**YOUR TASK**
Make a verbatim copy of all the records. Skip every image.

**DATA SUPPLIED**
▼
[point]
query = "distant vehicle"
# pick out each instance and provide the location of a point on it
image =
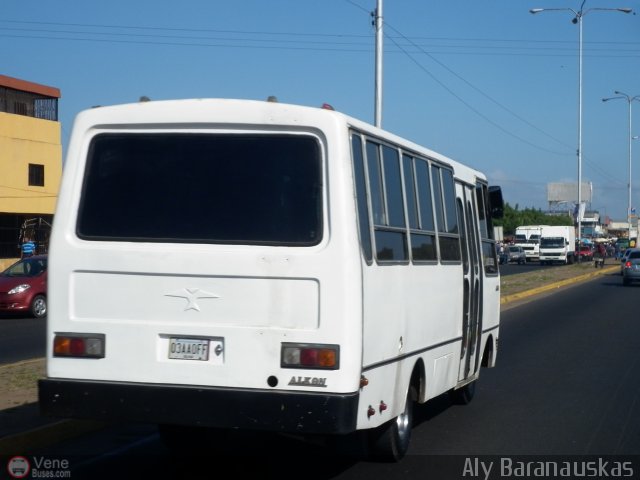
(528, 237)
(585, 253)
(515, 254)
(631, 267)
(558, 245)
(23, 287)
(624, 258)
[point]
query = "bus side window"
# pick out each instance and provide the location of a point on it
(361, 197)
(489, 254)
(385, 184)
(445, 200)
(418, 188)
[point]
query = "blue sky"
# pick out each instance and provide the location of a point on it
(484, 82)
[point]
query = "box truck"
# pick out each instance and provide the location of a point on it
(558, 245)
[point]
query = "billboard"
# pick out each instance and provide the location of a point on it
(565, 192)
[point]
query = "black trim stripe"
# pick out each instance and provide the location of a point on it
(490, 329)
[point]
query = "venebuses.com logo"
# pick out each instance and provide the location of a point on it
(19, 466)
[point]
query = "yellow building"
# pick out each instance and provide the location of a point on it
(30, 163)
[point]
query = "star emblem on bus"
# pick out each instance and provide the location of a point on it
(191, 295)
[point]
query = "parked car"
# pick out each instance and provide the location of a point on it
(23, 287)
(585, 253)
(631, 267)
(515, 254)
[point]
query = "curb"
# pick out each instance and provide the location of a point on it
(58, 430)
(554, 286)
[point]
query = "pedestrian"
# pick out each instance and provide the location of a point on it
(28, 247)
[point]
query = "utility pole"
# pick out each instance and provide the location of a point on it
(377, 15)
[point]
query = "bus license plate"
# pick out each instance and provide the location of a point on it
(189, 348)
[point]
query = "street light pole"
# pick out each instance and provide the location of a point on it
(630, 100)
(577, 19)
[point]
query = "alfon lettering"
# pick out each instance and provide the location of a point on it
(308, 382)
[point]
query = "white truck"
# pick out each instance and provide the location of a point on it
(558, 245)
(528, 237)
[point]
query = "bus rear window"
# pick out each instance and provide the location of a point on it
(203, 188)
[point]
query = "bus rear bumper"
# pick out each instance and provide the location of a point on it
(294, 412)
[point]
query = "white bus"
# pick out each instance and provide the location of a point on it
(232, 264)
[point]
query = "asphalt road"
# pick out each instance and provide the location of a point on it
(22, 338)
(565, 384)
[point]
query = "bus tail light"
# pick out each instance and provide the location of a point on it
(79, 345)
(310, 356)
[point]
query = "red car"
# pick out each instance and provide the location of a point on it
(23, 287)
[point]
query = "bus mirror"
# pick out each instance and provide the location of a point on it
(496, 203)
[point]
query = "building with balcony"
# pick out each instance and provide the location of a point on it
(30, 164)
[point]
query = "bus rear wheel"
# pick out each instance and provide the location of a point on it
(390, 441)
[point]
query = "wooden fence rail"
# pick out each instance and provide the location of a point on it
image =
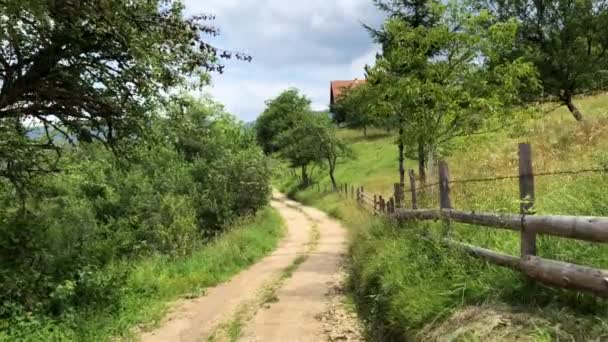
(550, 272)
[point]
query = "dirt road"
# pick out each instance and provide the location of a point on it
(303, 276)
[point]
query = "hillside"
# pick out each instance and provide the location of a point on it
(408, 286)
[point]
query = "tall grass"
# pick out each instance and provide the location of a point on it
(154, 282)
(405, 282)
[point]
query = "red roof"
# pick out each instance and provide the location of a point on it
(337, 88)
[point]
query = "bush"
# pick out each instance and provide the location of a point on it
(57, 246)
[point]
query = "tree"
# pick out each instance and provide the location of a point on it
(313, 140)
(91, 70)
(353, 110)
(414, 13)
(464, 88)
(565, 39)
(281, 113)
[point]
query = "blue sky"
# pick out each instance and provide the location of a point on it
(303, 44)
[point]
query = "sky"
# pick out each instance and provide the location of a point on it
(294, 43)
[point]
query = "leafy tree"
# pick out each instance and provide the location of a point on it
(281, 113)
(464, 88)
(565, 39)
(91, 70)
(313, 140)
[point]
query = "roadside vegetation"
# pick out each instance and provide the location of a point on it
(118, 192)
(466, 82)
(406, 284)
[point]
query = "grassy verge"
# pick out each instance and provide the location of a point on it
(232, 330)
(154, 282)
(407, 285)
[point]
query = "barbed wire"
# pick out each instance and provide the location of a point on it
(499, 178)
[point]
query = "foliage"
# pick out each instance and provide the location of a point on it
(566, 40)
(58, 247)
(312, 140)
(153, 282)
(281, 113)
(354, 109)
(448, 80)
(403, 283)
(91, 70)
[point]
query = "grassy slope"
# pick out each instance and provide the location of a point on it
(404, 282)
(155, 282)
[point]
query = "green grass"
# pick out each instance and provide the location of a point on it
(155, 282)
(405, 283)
▲
**EXERCISE OUTPUT**
[point]
query = "distant vehicle"
# pick out each instance and provide the location of a point on it
image =
(528, 237)
(585, 253)
(515, 254)
(631, 267)
(558, 245)
(23, 287)
(624, 258)
[point]
query = "bus side window"
# pick out each instance and provide the location of a point on it
(361, 197)
(489, 254)
(385, 184)
(445, 200)
(418, 188)
[point]
query = "blue sky"
# pick out each instance and provide the location of a point on it
(484, 82)
[point]
query = "box truck"
# pick out each instance and provide the location of a point on it
(558, 245)
[point]
query = "billboard"
# pick out each instance and provide the location of a point on it
(565, 192)
[point]
query = "black trim stripe"
# pick out each instance and provide the location of a point on it
(490, 329)
[point]
query = "venebuses.com logo"
# pick out each instance and provide the location of a point on it
(19, 466)
[point]
query = "yellow building"
# pick out each instance and provide the location of a point on it
(30, 163)
[point]
query = "star emblem on bus"
# pick out each instance and provide the location of a point on it
(191, 295)
[point]
query = "parked car"
# pick out each instance and provide the location of a point on it
(23, 287)
(585, 253)
(631, 267)
(515, 254)
[point]
query = "curb"
# pick out each instance and provide the location of a point on it
(58, 430)
(554, 286)
[point]
query = "pedestrian"
# pick out each instance and provide the location of a point on it
(28, 247)
[point]
query = "utility pole"
# pick out each instance and provide the location of a point on it
(377, 15)
[point]
query = "bus license plate"
# pick out each instance and provide the location of a point on it
(189, 348)
[point]
query = "street light pole"
# pick out each instance and provide the location of a point on it
(630, 100)
(577, 19)
[point]
query = "alfon lettering"
# pick out each instance and provide the location of a point on it
(308, 382)
[point]
query = "white truck"
# pick out each instance and provide the location of a point on it
(558, 245)
(528, 237)
[point]
query = "bus rear window"
# pick out each instance and provide the location of a point on it
(203, 188)
[point]
query = "bus rear bumper"
# pick out each instance and provide the location of a point on it
(294, 412)
[point]
query = "white bus"
# pick out each instance and provide the location of a point on it
(232, 264)
[point]
query = "asphalt road"
# pick out each instance and provide the location of a point on it
(22, 338)
(565, 384)
[point]
query = "bus tail light"
# pick out each instance and provide the location of a point on it
(79, 345)
(310, 356)
[point]
query = "red car"
# pick out each instance and provide the location of a point on it
(23, 287)
[point]
query = "bus mirror"
# pick out each instance and provide the location of a point on it
(496, 203)
[point]
query = "building with balcony"
# pick out each instance and provide the location of a point on it
(30, 164)
[point]
query = "bus rear wheel"
# pick out each instance and provide the location of a point on it
(390, 441)
[point]
query = "wooden fence rail"
# pick out each instance and provide the location of a point on it
image =
(550, 272)
[point]
query = "dirt road"
# pick out each instance and provide the location of a point on it
(303, 276)
[point]
query = "hillside"
# pick out each instance and provide the location of a point on it
(408, 286)
[point]
query = "tall grass"
# pick out each instance and provide the location of a point on it
(154, 282)
(405, 282)
[point]
query = "red roof"
# pick out each instance and provide the location of a point on it
(337, 88)
[point]
query = "bush"
# pick out each instance and provide the location of a point on it
(57, 246)
[point]
query = "tree"
# pick out each instance and provide the location of a point on it
(313, 140)
(91, 70)
(353, 110)
(414, 13)
(464, 88)
(565, 39)
(281, 113)
[point]
query = "blue sky"
# pick out each instance and provide the location of a point on it
(303, 44)
[point]
query = "sky"
# pick out each instance and provide the location of a point on it
(294, 43)
[point]
query = "leafy tree"
# pick out each instance and provide the location of a point on it
(281, 113)
(464, 88)
(565, 39)
(91, 70)
(313, 140)
[point]
query = "roadside vegetation"
# pick out each instance and provide the location of a point on it
(118, 192)
(466, 82)
(406, 284)
[point]
query = "grassy verge"
# pick out each instance and provide the location of a point on it
(232, 330)
(154, 282)
(407, 285)
[point]
query = "barbed wire"
# pick out each instance and provide the location of a point on it
(499, 178)
[point]
query = "foliage"
# pick out each instance and provide the location of a point on it
(566, 40)
(58, 247)
(312, 140)
(153, 282)
(281, 113)
(354, 109)
(448, 80)
(403, 283)
(91, 70)
[point]
query = "grassy slope"
# pick out each instance and provide the location of a point on it
(404, 282)
(155, 282)
[point]
query = "green grass"
# pick out each instance and provide the location of a point on it
(155, 282)
(405, 283)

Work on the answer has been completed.